▶ [DIRECTIVE] Extract the full set of records, then give each one again exactly.

▶ [DATA FOR THIS EXERCISE]
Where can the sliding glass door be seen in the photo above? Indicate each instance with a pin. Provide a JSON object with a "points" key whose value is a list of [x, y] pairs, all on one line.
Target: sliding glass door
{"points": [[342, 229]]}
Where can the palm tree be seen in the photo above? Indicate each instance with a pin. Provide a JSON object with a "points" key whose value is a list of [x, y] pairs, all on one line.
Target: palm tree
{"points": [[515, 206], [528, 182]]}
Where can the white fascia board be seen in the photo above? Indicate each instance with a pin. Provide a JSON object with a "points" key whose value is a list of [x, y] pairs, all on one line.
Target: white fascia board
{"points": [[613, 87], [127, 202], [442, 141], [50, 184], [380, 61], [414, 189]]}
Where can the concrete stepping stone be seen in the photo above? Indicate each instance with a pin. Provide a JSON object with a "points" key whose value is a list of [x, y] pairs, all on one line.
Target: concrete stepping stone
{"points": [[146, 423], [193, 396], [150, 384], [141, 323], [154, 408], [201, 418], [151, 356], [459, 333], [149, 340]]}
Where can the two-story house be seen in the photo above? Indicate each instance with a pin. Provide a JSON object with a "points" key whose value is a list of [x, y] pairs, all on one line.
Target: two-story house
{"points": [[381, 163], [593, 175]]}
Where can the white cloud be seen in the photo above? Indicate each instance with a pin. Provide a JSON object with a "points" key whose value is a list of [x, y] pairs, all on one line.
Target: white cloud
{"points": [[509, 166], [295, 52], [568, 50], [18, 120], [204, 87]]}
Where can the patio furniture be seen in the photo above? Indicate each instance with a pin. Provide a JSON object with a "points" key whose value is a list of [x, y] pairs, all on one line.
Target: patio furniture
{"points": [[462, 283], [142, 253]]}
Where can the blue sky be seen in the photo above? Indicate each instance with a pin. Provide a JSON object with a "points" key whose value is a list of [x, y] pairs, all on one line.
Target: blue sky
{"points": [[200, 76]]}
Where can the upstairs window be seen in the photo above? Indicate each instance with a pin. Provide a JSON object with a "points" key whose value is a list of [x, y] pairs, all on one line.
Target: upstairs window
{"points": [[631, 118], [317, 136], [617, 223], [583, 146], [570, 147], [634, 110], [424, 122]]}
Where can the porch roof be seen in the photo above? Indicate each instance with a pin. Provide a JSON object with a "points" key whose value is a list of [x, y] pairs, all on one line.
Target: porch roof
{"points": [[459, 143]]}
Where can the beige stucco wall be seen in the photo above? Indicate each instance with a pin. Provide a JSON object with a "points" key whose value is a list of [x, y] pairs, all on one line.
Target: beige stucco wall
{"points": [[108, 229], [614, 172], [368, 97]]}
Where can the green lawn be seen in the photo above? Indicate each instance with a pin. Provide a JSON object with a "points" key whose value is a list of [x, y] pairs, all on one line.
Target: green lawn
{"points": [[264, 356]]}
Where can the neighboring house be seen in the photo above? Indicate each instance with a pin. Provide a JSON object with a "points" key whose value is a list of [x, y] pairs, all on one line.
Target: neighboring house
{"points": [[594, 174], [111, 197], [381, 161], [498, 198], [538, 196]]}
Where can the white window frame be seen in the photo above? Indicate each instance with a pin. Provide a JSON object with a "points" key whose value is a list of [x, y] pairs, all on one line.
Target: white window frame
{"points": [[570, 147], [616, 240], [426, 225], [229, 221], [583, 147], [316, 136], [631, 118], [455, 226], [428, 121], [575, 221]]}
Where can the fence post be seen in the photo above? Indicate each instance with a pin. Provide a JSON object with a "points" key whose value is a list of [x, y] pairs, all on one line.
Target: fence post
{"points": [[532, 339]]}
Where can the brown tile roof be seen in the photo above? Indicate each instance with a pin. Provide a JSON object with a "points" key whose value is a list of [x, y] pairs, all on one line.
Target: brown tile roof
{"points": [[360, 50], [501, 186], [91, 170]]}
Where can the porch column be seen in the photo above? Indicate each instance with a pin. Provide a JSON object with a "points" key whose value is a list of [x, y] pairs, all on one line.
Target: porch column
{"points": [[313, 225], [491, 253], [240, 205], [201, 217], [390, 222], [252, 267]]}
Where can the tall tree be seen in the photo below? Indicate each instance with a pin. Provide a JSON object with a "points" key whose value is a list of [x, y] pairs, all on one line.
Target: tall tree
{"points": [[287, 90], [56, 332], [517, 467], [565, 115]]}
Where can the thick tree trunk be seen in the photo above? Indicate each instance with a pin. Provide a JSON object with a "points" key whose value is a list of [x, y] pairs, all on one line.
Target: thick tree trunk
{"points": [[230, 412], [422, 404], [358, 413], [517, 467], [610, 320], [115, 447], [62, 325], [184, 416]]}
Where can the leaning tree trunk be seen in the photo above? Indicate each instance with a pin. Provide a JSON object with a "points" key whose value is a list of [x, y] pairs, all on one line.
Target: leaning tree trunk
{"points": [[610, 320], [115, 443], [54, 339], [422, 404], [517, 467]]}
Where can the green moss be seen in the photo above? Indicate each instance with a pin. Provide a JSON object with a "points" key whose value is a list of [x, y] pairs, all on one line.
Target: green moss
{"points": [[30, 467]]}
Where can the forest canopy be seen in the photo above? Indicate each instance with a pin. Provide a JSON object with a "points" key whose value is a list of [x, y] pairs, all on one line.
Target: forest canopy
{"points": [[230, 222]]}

▶ [WRITTEN REPLY]
Where can the sliding glass door be seen in the photo above? Indicate each instance with a pin. Provide a JSON object with a "points" key whose value is a list of [x, y] pairs, all on one line.
Target: sliding glass door
{"points": [[342, 229]]}
Where can the palm tree be seen in the photo above? Indicate each instance with a pin. Provide a JSON object with a "points" key whose value is a list of [x, y] pairs, all on one line.
Target: palm tree
{"points": [[515, 206], [528, 182]]}
Where can the white fascia board be seen in the photo above? Indicate each instance with a pin. Provide a JSON object with a "points" key whose value is a list of [x, y] pairs, all on one line.
Target: white fascia board
{"points": [[613, 87], [127, 202], [442, 141], [50, 184], [380, 61], [414, 189]]}
Where can the concrete stepping stone be seen in the photo above? Indicate each instance with a pin. Provide a JSON object with a "points" key whose value is a list of [x, y] pairs, all on one line.
Target: concrete stepping stone
{"points": [[146, 423], [193, 396], [150, 384], [141, 323], [154, 408], [201, 418], [151, 356], [459, 333], [149, 340]]}
Where can the two-story house be seen in the photo above? Indicate each instance with a pin. Provide a JSON object with a "points" key whose value is a list of [x, y] pairs, all on one line.
Target: two-story house
{"points": [[381, 163], [593, 175]]}
Where can the white cloud be seen in the photo above? Indicate each instance with a pin. Provide a JSON object with a "points" key whose value is a list of [x, y] pairs, all on one line.
Target: white cloud
{"points": [[509, 166], [295, 52], [568, 50], [18, 120], [204, 87]]}
Where can the patio furniture be seen in the photo above? Indicate each instance with a pin. Provide a JSON object with a "points" key whose value is a list of [x, y] pairs, all on one line.
Target: patio furniture
{"points": [[462, 283], [142, 253]]}
Where can the blue sky be seen in the photo above? Indicate each instance with a pin. Provide a JSON object with a "points" key whose value is a list of [x, y] pairs, all on one line.
Target: blue sky
{"points": [[200, 76]]}
Where can the upstairs window be seen in the photo above? Indicate each instance with a pin. Provide a JSON object with a "points" key whose value is a list of [x, y] pairs, all on one line.
Target: upstairs window
{"points": [[631, 118], [317, 136], [617, 223], [583, 146], [570, 147], [634, 110], [424, 122]]}
Where can the porch roof be seen in the photo above? Indicate each instance with a pin. Provide a JSON object with a "points" key whose value is a list of [x, y] pairs, all on one line.
Target: porch roof
{"points": [[459, 143]]}
Where can the beige stucco wall be seen in the photo above? Indicate each instance with a pin. Provide a JSON object with a "points" key whose value is a list of [x, y] pairs, all on one line.
Target: beige stucco wall
{"points": [[108, 229], [614, 172], [368, 97]]}
Where can the green lawn be seen in the photo above? Indicate each instance with a pin. Provide a JSON object with a "points" key whose value is a list of [x, y] pairs, all on one line.
Target: green lawn
{"points": [[264, 356]]}
Where can the neighboring house be seen in the photo above? Indicate each instance with a pin. Provide a JSON object with a "points" key whose value is a list of [x, y] pairs, all on one line.
Target: neighboring house
{"points": [[594, 174], [111, 197], [381, 161], [498, 198], [538, 196]]}
Where can the white window frame be seen in the photo above? Indicate each instance with a pin. Provide a JSON object with a "points" key whose value is a list of [x, y] pairs, all on one line.
Target: white window frame
{"points": [[570, 147], [616, 240], [426, 225], [229, 221], [583, 147], [316, 136], [631, 118], [455, 226], [428, 121], [575, 221]]}
Where can the fence post be seen in the photo above? Indicate each instance with a pin. Provide a JSON object with a "points" key whose value is a list of [x, y] pairs, all on one line.
Target: fence post
{"points": [[532, 339]]}
Where can the brown tile roof be seen in the photo above? Indicate each instance with a pin. Provide a JSON object with a "points" key whose value is a list of [x, y] pairs, all on one line.
Target: brown tile roof
{"points": [[360, 50], [501, 186], [91, 170]]}
Where can the porch column be seen in the photo above? Indicate each instance with a pin. Provide a JSON object with a "points" key whose value is a list of [x, y] pairs, all on one line.
Target: porch column
{"points": [[313, 225], [491, 253], [240, 205], [201, 217], [390, 222], [252, 267]]}
Where can the tall tree be seen in the photo below? Indicate each instance with a pin. Provide a JSON object with a "points" key whose value is a list of [x, y] pairs, all on one line.
Target: tall tree
{"points": [[287, 90], [56, 332], [517, 467], [565, 115]]}
Where can the thick tree trunk be seen in the photo above? Indicate each instance with a pin. Provide a JSON object with a "points" key whose value is a list of [x, y] pairs, all on one line.
Target: thick tree trunk
{"points": [[230, 412], [422, 404], [358, 413], [517, 467], [610, 320], [115, 447], [62, 325], [184, 416]]}
Where can the leaning tree trunk be seen in the photo above? Indicate each instance with a pin. Provide a JSON object with a "points" key whose value is a list of [x, y] pairs, all on one line.
Target: leaning tree trunk
{"points": [[610, 320], [115, 443], [54, 339], [422, 404], [517, 467]]}
Where can the green moss be seen in the photo above? Indicate each instance with a pin. Provide a JSON object with a "points" key whose value is a list of [x, y] pairs, all on one line.
Target: green moss
{"points": [[30, 467]]}
Where can the forest canopy be seen in the photo above? Indicate each instance with a pin. Provide a JSON object with a "points" key whose value is a list of [x, y] pairs, all on one line.
Target: forest canopy
{"points": [[230, 222]]}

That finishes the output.